** start PROVIDED INFORMATION **
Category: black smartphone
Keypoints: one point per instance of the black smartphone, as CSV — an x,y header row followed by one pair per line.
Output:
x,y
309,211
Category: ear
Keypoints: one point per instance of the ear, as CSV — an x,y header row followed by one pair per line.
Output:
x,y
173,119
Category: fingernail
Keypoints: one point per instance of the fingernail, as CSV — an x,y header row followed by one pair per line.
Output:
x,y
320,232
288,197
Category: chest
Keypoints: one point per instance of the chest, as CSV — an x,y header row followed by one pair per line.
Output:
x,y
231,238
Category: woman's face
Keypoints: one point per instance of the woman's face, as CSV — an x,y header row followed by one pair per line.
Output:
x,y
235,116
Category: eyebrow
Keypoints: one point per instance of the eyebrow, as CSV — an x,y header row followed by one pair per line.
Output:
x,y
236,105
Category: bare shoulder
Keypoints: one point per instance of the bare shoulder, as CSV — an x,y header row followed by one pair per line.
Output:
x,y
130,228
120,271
** end PROVIDED INFORMATION **
WORK TO COMPLETE:
Copy the data above word for word, every line included.

ANSWER TO THE PROBLEM:
Category: black smartphone
Keypoints: one point per instance of the black smartphone, as CSV — an x,y header row followed by one pair per line.
Output:
x,y
309,211
Category: ear
Keypoints: one point per instance of the ear, as CSV — an x,y header row followed by one pair per line.
Output:
x,y
173,119
Category: fingernail
Keypoints: one point per instance of the fingernail, as CSV — an x,y header row followed by one pair per line.
Output:
x,y
320,232
288,197
Category: chest
Keypoints: one point per instance of the chest, as CSV — an x,y header row followed by one pair per line.
Output:
x,y
231,238
Category: woman's face
Keypoints: one point per instance of the woman's face, as CSV — an x,y header row followed by one pair per line.
Output:
x,y
235,116
Category: eyebrow
Keypoints: one point per instance of the eyebrow, as CSV — an x,y header row followed by one pair per line.
Output:
x,y
236,105
Category: bare shoulder
Keypoints: one point per instance of the bare shoulder, as CSV — an x,y header row followed by one pair per line.
Output:
x,y
130,228
120,271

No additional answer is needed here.